What is needed:
The word "windshield" occurs in some lines of the listing. Copy those lines.

"""

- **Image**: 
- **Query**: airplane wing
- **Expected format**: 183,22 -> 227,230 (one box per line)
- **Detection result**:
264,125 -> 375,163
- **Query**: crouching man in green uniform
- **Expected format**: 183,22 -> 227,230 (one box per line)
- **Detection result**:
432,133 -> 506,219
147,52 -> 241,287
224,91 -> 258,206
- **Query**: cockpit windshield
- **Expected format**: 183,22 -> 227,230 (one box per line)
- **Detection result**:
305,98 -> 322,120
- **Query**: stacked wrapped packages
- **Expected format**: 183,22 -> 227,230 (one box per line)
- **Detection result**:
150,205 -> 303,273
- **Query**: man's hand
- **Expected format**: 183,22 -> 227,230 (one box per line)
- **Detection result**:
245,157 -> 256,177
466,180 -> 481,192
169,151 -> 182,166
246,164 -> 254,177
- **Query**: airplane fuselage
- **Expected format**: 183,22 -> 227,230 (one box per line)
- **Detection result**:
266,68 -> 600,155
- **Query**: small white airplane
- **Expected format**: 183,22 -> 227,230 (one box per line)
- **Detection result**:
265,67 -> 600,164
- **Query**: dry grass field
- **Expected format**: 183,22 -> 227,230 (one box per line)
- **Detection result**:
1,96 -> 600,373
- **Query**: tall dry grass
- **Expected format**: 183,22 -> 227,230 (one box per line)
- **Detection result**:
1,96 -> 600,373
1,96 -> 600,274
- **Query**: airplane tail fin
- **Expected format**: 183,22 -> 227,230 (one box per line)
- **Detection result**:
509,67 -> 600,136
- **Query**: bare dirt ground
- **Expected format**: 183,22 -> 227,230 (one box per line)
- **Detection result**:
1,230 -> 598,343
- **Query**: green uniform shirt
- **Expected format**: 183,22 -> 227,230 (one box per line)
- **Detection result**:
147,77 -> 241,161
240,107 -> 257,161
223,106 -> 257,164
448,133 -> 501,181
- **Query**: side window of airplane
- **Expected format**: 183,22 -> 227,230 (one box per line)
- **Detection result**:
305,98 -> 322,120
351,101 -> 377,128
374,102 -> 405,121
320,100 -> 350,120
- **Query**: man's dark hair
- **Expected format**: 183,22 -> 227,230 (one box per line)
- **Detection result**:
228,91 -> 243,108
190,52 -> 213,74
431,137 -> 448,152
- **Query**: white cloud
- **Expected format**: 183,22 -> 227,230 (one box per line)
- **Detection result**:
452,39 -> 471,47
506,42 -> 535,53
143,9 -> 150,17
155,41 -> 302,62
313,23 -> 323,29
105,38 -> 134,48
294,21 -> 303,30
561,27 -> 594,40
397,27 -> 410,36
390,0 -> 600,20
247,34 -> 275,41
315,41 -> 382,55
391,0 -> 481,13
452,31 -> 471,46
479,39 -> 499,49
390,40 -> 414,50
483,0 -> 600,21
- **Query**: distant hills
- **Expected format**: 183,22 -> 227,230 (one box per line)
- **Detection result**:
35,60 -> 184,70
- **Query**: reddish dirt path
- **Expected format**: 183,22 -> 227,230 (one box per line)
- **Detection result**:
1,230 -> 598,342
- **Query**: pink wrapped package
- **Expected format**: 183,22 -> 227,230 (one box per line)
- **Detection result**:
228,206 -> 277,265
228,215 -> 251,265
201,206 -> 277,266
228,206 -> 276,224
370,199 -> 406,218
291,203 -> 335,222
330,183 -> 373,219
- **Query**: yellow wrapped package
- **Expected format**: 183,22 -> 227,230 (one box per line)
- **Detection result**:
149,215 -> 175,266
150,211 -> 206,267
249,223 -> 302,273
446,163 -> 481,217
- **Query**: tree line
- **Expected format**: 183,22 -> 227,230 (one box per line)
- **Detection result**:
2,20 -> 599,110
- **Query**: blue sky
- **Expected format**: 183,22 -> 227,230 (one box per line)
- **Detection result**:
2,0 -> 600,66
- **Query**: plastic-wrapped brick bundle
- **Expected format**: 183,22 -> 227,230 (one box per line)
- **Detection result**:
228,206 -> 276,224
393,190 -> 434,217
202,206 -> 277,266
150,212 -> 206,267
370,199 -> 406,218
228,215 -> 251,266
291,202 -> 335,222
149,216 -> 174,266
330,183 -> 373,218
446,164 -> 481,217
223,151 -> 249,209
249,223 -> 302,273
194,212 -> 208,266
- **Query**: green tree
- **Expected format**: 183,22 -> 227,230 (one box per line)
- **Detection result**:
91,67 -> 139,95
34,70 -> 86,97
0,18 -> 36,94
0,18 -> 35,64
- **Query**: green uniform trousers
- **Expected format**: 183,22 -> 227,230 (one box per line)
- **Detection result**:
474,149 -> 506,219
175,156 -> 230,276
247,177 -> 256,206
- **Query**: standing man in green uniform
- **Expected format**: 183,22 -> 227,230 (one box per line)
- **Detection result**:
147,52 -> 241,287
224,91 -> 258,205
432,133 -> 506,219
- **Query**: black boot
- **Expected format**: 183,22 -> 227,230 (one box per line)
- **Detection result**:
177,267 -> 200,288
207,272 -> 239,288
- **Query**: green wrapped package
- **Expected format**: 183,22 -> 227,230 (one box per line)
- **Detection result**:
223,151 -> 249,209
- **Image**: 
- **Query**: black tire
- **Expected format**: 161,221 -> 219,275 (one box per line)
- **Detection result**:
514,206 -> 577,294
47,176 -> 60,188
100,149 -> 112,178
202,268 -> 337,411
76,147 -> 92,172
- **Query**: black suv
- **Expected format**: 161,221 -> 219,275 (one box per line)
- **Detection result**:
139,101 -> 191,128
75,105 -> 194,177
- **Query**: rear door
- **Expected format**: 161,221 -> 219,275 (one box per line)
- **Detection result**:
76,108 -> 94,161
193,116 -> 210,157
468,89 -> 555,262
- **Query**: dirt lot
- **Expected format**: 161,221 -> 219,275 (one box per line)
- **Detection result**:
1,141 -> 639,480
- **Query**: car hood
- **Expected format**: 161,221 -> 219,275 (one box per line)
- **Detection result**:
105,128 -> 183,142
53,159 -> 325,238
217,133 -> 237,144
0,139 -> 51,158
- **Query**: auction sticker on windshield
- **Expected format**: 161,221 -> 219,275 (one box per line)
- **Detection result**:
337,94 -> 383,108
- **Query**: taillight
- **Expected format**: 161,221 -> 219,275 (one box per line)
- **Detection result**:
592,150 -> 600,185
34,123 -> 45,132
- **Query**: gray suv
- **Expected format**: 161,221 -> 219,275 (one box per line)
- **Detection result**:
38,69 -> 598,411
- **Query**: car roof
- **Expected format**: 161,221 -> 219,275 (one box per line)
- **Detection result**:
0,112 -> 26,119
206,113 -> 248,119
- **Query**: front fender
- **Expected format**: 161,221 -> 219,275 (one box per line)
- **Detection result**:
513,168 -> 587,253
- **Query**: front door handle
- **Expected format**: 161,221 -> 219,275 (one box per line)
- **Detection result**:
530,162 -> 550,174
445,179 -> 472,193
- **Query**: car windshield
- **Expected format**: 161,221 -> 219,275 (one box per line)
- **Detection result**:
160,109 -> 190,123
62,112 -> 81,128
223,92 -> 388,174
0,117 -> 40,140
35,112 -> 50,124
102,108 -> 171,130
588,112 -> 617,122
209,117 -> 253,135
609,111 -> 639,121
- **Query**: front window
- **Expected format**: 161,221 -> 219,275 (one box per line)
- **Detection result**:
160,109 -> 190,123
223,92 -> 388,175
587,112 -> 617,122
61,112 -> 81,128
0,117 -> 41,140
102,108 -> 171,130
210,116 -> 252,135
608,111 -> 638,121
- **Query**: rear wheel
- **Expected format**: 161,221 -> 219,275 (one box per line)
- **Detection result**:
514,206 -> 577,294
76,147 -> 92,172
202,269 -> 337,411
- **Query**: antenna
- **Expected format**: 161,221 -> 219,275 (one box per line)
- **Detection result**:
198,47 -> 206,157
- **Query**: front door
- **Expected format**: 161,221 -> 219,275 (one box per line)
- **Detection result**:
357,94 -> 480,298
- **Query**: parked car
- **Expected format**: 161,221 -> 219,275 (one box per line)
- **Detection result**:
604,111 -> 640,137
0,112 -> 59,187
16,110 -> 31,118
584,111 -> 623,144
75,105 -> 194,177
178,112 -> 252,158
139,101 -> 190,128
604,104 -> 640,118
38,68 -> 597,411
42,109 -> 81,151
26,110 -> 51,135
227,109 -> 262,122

"""

Response area:
- **Query**: cockpit windshield
- **Query**: auction sticker on windshield
- **Query**: car windshield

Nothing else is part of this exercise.